This afternoon's trek to the Getty was something indeed. It made me think a bit about this cosmopolis.

The Getty crowd is youngish yet variant, and not all chinoed and whitebread. A stern reddish blond women quickly stifles her grandchild. A young latino kid stares off into the distant Pacific with a twotone gold handheld device to his ear. A large swarthy man in a loud orange shirt waddles quickly over to his large framed wife and daughters perspiring and talking excitedly about 'urns and statues and stuff'. A short docent with an Italian accent and a slight grey stubble on his head compliments me about my haircut with a smile. A tall girl with large brown locks gestures descriptively to her boyfriend about the particular angle of an Eggleston picture. A mother wearing Stevie Wonder style braids stands in line for iced tea and hands a program guide to her daughter. A middle aged sandy haired dad and his son in identical polo shirts wearing aviator sunglasses and expensive sandals talk about software. A belly out girl smiles briefly at me as I make one of the few eye contacts of the day. A young boy who looks like the kid from The Princess Bride stares at Van Gogh's Irises as he listens to the prerecorded tour on blue headphones. Security guards on break laugh and joke.

So on to the art. The big attraction right now is supposed to be this Illuminating the Renaissance thing. How shall I say it? If you've seen one hugely ornate calligraphic sacred text, you've seen 'em all. I found them a lot less inspiring than I expected although they were certainly impressive. There was only one, in the four rooms dedicated to the exhibit that I found mildy inspiring and that was the rather thick one with the tiny script. I couldn't get the idea of monks scribbling away in Old French locked away in their monasteries on these books for months and years on end out of my head. For me personally, that is a very tired metaphor of computer programming. I've used it for almost 20 years now. So I was essentially looking at the equivalent of 15th century Flemish websites. Now that I'm restyling the blog a little bit, maybe I'll put some flourishes and blots on the archive template, but that's all. Perhaps I should have read all the captioning to catch the flavor of the dynamic of the period, but I was only interested in looking. But this was just the first exhibit. I was just getting the snarky city grime washed off me.

Looking was rewarded later as I ventured to the South building in which was housed a black and white photography exhibit from the American 60s. Although Arbus clearly stole the show, both Winogrand and Eggleston had fine points. Winogrand's portraiture has a spontaneous yet documentary style. He catches people in the middle of doing nothing in particular in settings that reveal as much about the period as they do about the subjects. Eggleston's Memphis work in contrast are more striking for their symmetries and complex compositions, yet they are stark, vacant and distant conveying dramatically a sense of alienation he surely saw characterizing Southern life.

DATA BLOCK:
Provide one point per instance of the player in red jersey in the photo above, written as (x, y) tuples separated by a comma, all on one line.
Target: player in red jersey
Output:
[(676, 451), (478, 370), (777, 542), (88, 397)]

THE TASKS:
1. In the Getty piece, which photographer clearly stole the show in the South building photography exhibit?
2. Reproduce the passage of the Getty piece starting at "Looking was rewarded" and ending at "characterizing Southern life.".

OUTPUTS BY TASK:
1. Arbus

2.
Looking was rewarded later as I ventured to the South building in which was housed a black and white photography exhibit from the American 60s. Although Arbus clearly stole the show, both Winogrand and Eggleston had fine points. Winogrand's portraiture has a spontaneous yet documentary style. He catches people in the middle of doing nothing in particular in settings that reveal as much about the period as they do about the subjects. Eggleston's Memphis work in contrast are more striking for their symmetries and complex compositions, yet they are stark, vacant and distant conveying dramatically a sense of alienation he surely saw characterizing Southern life.